──────── PROVIDED PASSAGE ────────

Huge thanks, as ever, Tramp, for a real treat.

Across

1   TRIPLES: TRIES [first three rugby scores] around [without] reversal [backing] of LP [record]: strictly speaking, a try [three points] is only one score – but we know what Tramp means: [I don’t really know about triple bets, though, but I’m sure Derek can tell us.] In the event, it was Thomas @comment 9 who put me right: apologies, Tramp!  :-(
5   WALKER: reversal of LAW [rule] + KER[b] [most of edge of pavement] – our Transatlantic solvers know it as ‘curb’, I believe
9   DORIS DAY: DO [act] + RY [{railway} lines] round [to go over] anagram [in the wrong order] of SAID – super surface!
10  GRADIN: G [first letter – leader – of gladiators + RAIN [fall] round [captivating] D [500]: I was quite mortified by this clue, having got the answer through the very clear wordplay: I thought I knew a fair bit about [ancient] amphitheatres  but this word was totally unknown to me, although its derivation, from  Italian ‘gradino’, ‘little step’, from Latin ‘gradus’ is perfectly clear
12  RICE KRISPIES: anagram [mix] of RE SPECIAL K INSPIRE minus an anagram [nuts] of ALPEN: for me, they don’t come much better than this!
15  WORDSMITHS: anagram [engineering] of SHOWS DIRT round [crossing] M I [motorway] I’m not quite comfortable with wordsmiths = the articulated: ‘I’d be interested to hear what others think
17  WHA: W [with] H [hard] A [answer]: WHA = Scots [Jock’s] ‘who’ [query]
19  POD: P [pi] D [diameter] round [grasping] O [circumference ?]: a pod is a school of whales, as I found out through crosswords: two consecutive three-letter answers clued by individual letters, which is quite impressive
20  TRANSIENCE: reversal [return] of ART [Garfunkel] + N [last letter [ultimately] of Simon] + SIENCE [SI{l}ENCE [calm] minus L [line taken ]: cue a little self-indulgence, which I’m listening to while writing this
22  CONVALESCENT: anagram [after operation] of CANCELS VET round [carrying] ON – another great surface
26  ROOKIE: ROOK [chess piece] + IE [that is]
27  YAHOOISM: reversal [is back] of MOO [low] + HAY [‘Haye cut’] round [boxing] IS: another clever surface, referring to boxer David Haye
28  SOFTLY: O [round] FT [feet] L [last letter – ultimately – of wilL] in SY [first and last letters – casing – of SteinwaY: it makes a change to see P = piano as the answer, rather than part of the wordplay
29  GO TO SEA: Goose [bird] round [embraces] T [last letter – tail – of pussycaT]: a nice reference to ‘The Owl and the Pussycat’ [went to sea]

Down

1   TIDY: TINY [small] with the N [middle letter – heart – of oNe becoming D [dead]: tidy = large as in ‘a tidy sum’
2   IN RE: I’m struggling here: the best I can come up with is an anagram [‘flipping’ – but that usually indicates a reversal] of REIN – but a rein is not a bit, is it? I hope someone can put me right [The gallant Andrew to the rescue: it’s a clever reversed hidden answer in its definition, concERNIng]
3   LUSTIEST: [f]LUS[h] [wiping ends] + odd letters of ToIlEt SiT
4   SUAVE: SHAVE [razor] with the H [last letter of tash] changed to U [bend]: the same device as in 1dn – but it’s a good one
6   AFRESH: QU [question] and A [answer] dropped from AquaFRESH [toothpaste]: the second instance of product-placing in this puzzle – four products in all: I wonder how much Tramp is getting for this! ;-)

──────── PROVIDED RECORDS ────────

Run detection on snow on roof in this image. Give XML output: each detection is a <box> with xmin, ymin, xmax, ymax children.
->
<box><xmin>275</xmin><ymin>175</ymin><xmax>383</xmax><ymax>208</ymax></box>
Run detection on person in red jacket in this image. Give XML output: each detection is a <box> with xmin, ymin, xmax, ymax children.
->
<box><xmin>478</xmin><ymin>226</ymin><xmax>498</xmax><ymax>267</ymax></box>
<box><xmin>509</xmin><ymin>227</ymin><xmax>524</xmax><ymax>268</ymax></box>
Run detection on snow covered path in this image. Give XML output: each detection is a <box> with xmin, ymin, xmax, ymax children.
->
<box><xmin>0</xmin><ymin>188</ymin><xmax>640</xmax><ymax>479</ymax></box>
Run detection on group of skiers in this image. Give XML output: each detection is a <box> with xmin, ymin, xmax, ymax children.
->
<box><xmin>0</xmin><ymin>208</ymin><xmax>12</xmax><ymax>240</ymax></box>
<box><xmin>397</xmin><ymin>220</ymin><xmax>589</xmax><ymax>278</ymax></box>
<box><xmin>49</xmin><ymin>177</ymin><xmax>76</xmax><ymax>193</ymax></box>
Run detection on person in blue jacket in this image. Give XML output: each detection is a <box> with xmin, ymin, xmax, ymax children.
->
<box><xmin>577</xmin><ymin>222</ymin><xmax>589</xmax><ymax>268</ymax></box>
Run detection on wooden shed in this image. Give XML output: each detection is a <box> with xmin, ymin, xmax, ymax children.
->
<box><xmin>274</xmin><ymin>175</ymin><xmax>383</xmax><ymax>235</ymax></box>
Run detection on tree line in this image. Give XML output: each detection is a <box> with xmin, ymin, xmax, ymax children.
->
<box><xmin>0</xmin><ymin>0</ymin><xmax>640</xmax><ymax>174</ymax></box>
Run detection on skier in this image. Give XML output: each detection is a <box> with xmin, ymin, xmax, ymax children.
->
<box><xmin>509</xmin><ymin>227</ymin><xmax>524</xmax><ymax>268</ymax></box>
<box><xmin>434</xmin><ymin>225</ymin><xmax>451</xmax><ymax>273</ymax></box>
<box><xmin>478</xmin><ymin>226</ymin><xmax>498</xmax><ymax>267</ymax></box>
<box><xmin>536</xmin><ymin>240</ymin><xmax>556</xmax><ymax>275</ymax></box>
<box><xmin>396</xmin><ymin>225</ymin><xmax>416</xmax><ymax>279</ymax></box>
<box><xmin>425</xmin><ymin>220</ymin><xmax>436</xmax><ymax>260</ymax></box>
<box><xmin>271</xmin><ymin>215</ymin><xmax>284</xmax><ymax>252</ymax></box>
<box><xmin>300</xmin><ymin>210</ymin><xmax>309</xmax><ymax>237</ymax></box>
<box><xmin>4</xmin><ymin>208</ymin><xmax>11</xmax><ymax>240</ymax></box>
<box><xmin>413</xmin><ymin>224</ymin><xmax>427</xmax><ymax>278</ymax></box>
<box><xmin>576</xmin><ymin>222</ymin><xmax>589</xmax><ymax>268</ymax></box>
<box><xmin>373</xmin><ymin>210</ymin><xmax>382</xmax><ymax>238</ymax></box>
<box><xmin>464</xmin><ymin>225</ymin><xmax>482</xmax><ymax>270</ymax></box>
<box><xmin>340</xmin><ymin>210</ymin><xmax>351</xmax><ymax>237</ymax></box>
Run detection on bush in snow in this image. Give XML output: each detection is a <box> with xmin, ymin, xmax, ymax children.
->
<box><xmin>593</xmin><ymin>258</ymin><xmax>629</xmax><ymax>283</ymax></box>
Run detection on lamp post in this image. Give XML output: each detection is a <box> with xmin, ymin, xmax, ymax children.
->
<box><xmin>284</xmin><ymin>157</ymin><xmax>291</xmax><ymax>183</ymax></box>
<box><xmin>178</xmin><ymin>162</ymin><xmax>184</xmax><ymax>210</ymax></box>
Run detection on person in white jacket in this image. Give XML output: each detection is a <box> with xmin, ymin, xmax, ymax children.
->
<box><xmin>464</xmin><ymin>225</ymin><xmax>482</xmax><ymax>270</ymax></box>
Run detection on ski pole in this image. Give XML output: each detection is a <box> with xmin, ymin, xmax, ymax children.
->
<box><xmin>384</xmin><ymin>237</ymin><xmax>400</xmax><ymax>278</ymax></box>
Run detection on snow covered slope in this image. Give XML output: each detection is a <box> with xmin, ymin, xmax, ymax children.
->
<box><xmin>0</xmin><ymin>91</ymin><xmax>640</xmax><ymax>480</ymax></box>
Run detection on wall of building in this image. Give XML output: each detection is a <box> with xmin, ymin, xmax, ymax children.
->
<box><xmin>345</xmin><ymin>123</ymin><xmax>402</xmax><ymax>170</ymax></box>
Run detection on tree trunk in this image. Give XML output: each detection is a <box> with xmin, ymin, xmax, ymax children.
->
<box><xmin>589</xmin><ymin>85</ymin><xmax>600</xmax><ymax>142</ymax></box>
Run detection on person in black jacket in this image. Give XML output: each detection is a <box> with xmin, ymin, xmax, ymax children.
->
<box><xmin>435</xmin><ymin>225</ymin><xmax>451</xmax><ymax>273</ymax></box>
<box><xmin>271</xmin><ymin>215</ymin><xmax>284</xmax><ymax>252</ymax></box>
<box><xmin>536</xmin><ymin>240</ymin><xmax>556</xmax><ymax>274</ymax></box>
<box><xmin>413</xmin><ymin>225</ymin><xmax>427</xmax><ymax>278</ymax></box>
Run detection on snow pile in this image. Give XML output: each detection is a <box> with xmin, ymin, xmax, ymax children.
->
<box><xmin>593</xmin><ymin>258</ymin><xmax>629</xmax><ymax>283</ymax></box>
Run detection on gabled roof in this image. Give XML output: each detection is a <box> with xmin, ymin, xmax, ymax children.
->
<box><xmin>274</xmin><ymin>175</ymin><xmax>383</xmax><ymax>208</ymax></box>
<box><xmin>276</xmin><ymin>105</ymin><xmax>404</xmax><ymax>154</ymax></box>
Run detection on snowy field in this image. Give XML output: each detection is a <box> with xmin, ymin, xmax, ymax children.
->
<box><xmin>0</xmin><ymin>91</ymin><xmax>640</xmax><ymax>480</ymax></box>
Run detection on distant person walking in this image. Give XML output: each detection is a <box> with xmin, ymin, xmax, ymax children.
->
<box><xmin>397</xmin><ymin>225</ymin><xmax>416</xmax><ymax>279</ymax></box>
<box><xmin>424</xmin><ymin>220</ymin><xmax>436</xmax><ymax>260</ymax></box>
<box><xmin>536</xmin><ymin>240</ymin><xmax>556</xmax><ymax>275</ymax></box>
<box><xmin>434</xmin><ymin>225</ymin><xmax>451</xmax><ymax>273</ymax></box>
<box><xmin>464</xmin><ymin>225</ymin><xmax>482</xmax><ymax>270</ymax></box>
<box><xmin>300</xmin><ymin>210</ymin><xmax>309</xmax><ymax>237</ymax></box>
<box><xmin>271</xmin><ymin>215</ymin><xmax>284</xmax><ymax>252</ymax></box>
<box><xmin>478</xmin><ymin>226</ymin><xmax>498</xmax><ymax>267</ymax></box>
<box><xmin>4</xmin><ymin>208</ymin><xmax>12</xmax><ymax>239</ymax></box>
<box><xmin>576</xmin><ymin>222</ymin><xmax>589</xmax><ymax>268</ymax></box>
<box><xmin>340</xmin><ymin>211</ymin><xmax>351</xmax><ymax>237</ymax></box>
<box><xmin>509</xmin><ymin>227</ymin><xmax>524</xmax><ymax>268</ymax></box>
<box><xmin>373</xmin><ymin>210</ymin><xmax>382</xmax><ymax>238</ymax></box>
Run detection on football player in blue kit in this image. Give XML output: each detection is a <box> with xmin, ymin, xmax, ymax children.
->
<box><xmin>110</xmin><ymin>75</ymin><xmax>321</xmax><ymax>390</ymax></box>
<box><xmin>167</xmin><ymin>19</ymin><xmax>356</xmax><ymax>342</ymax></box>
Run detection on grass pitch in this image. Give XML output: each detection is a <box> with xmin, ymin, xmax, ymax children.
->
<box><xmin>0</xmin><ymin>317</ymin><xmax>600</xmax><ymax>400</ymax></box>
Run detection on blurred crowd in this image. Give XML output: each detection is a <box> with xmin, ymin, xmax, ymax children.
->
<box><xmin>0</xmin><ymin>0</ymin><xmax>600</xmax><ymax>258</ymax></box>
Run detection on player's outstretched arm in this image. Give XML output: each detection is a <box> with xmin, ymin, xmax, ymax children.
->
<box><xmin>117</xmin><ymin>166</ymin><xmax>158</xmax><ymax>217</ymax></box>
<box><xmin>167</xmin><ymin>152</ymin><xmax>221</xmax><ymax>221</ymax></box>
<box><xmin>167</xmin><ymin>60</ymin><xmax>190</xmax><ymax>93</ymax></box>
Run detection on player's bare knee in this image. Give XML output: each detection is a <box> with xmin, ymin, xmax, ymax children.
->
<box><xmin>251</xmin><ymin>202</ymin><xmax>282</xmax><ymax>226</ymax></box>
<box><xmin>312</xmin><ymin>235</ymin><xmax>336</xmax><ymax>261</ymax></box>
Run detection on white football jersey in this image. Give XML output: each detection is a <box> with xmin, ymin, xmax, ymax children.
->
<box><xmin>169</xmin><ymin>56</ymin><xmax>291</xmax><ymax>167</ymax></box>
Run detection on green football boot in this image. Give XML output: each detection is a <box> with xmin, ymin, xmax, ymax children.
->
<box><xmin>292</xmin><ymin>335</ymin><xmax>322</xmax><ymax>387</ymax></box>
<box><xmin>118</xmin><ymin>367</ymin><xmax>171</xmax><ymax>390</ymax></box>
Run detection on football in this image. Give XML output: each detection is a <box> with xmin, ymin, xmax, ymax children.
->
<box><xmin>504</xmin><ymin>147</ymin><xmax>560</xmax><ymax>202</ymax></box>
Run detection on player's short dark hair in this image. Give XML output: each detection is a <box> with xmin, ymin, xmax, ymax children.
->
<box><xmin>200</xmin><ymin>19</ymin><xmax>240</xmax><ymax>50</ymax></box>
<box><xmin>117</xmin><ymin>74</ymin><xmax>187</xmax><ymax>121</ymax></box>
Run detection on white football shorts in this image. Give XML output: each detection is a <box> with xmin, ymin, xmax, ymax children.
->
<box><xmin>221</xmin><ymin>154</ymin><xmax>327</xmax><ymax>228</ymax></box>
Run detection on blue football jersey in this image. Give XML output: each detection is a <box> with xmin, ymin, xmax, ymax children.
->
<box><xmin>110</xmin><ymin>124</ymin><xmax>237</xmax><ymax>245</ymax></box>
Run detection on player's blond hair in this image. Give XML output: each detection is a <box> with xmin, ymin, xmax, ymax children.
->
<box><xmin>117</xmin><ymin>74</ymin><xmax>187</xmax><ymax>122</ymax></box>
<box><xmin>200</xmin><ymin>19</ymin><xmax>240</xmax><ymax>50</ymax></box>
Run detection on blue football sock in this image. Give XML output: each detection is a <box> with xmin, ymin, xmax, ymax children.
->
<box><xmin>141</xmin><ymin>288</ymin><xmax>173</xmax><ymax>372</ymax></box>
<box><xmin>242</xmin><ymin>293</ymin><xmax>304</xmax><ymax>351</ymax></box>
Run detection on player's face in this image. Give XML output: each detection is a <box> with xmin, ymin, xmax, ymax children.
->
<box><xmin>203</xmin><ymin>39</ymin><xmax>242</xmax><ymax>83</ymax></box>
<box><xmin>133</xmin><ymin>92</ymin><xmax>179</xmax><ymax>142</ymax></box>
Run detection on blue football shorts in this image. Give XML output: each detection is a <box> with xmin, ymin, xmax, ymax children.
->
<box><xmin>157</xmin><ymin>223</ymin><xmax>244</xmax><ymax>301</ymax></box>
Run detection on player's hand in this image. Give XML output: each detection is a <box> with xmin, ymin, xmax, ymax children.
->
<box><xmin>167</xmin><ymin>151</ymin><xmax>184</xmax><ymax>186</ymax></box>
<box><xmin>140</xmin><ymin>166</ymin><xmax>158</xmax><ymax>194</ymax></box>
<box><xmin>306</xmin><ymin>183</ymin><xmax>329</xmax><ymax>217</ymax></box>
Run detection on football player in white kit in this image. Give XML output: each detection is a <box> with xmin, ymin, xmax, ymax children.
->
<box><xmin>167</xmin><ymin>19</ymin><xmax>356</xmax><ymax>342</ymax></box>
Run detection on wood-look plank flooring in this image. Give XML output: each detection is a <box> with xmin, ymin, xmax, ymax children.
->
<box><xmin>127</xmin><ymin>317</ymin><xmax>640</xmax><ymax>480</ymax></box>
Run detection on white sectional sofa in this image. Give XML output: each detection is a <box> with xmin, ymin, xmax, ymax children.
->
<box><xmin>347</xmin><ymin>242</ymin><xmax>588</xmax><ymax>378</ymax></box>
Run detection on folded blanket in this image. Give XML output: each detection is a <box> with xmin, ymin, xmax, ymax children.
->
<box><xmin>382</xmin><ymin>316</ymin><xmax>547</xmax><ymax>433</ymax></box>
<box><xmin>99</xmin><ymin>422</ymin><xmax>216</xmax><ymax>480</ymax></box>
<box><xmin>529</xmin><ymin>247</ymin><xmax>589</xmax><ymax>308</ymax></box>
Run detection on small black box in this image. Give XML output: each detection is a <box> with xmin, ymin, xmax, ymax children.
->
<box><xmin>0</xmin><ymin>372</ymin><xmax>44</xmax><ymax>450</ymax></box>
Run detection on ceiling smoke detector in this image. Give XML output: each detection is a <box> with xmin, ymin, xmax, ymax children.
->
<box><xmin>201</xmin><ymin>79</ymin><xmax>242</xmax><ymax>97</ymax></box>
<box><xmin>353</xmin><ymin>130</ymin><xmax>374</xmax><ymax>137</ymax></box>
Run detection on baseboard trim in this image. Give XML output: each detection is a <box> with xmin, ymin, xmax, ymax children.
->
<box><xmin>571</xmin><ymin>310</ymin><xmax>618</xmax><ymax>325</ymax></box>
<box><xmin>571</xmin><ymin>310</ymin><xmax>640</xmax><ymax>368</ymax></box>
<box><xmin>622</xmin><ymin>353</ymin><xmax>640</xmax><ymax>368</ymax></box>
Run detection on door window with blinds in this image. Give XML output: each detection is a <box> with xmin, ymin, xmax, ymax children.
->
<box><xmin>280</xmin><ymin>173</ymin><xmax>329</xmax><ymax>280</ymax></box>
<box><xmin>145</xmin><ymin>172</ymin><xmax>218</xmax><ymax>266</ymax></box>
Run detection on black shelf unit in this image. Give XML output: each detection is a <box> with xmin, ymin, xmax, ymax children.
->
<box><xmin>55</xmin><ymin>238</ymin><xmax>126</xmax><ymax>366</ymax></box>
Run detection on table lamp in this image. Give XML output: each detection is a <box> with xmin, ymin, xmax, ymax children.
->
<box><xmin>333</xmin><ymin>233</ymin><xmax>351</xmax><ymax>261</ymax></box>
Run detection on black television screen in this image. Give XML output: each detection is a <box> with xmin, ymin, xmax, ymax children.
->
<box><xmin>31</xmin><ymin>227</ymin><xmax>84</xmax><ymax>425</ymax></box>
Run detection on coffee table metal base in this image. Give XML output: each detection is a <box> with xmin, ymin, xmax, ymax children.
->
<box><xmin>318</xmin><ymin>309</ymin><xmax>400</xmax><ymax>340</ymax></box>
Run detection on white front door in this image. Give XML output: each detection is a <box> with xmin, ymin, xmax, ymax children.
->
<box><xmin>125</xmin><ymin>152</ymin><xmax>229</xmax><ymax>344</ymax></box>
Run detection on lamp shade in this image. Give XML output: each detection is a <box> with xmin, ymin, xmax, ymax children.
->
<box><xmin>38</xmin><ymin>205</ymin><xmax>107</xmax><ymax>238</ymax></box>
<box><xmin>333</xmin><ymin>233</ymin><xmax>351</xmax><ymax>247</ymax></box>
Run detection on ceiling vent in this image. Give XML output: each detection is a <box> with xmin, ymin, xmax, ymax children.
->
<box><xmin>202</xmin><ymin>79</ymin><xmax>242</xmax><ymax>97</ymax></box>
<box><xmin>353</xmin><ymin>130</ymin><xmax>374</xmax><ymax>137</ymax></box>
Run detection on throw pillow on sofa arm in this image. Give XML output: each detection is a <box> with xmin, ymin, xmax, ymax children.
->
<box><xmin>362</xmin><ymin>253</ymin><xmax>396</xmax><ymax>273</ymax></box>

────────

REQUIRED TASKS:
**1.** Pick out every line of the listing that contains the string "sofa".
**2.** Write a continuation of the crossword blog post, starting after its last sentence.
The listing is unrelated to the crossword blog post.

ANSWERS FOR THE TASKS:
**1.**
Run detection on white sectional sofa in this image. Give XML output: each detection is a <box> with xmin, ymin, xmax, ymax children.
Run detection on throw pillow on sofa arm in this image. Give XML output: each detection is a <box> with xmin, ymin, xmax, ymax children.

**2.**
7   KIDDIEWINK: KID [tease] + reversal of WE [the Guardian] before [‘primarily’, which belongs before the dash] I D [1 down] + INK [it’s used to write]
8   RING SNAKES: anagram [design] of N [new] NIKE GRASS
11  ORPHAN: OR + PHAN[tom] of the Opera [ Lloyd Webber work]: Oliver Twist is the orphan [not urchin, as I first thought  – and how many others first tried to make something from ‘Cats’?]
13  SWIPECARDS: SWIPE [steal] + CAS{h} [money] minus H [‘dropping heroin’] round [over] RD [road]
14  TRADING OFF: DiNGO [dog] in [intercepting] TRAFF[ic] minus [concealed] I [International] C [cocaine]
15  ISRAEL: neat little anagram [ground] of ARIELS –  and see comment 9
18  SIGNPOST: I spent some minutes pondering this: there’s a potential anagram [out] of POINT but that doesn’t leave promising letters. ‘Initial’ usually means ‘first letter of’ but that got me nowhere. I’m settling for a straightforward charade – unusual for Tramp:  SIGN [initial] + POST [letters]?
21,23 DANIEL CRAIG: anagram [playing] of LEAD IN + first letters [primarily] of Casino Royale Actor Is Great, for a stunning &lit
24  MISS: double definition
25  EMMA: reversal [head over heels] of ME [Tramp] + MA{x] [top {max} with X [kiss] off: I’ve seen umpteen clues for EMMA but this &lit [ok, not quite!] tops them all – a lovely clue to end with

49 Responses to “Guardian 25,650 / Tramp”

  1. Meic says:

    His own surname is 5 Ac

  2. Eileen says:

    Hi Meic

    There’s more to it than that, as you’ll see if you follow the link in the preamble.

  3. Meic says:

    Just followed the link above – a lovely tribute, and my deepest sympathies Neil

  4. Andrew says:

    Thanks Eileen : great blog of a great puzzle – I hadn’t followed the story of the mix-up on the Guardian site, which was particularly unfortunate given the subject. Condolences to Tramp, but thanks for sharing with us in this puzzle.

    2dn – hidden in reverse of concERNIng: very nice, I thought.

  5. Eileen says:

    Many thanks, Andrew – very nice indeed!

  6. AndrewC says:

    Thanks Eileen (and Tramp). Avery elegant puzzle that succumbed only to time and esoteric inspiration, the way a good puzzle should (though I’m no fan of KIDDIEWINKS!). 2d is a hidden answer (and &lit) – ‘IN RE’ is reversed in ‘concerning’.

  7. Andrew says:

    I forgot to say that I thought 18 was just a charade of SIGN + POST, as you say.

  8. Richard says:

    Kiddiewinks as spelt is 11 letters. Should be singular?

  9. Thomas99 says:

    Thanks for the blog and to Tramp for a fine puzzle that gets better the more I look at it.

    Small correction to 1a – Def. is “Bets involving first three”, isn’t it? Then tries = simply “rugby scores”, etc.

    I think I’ve seen Ariels/Israel (15d) before but I’m not sure anyone’s found the &-littish potential before (he’s thinking of Sharon-type Ariels, not Shakespearean ones, I think).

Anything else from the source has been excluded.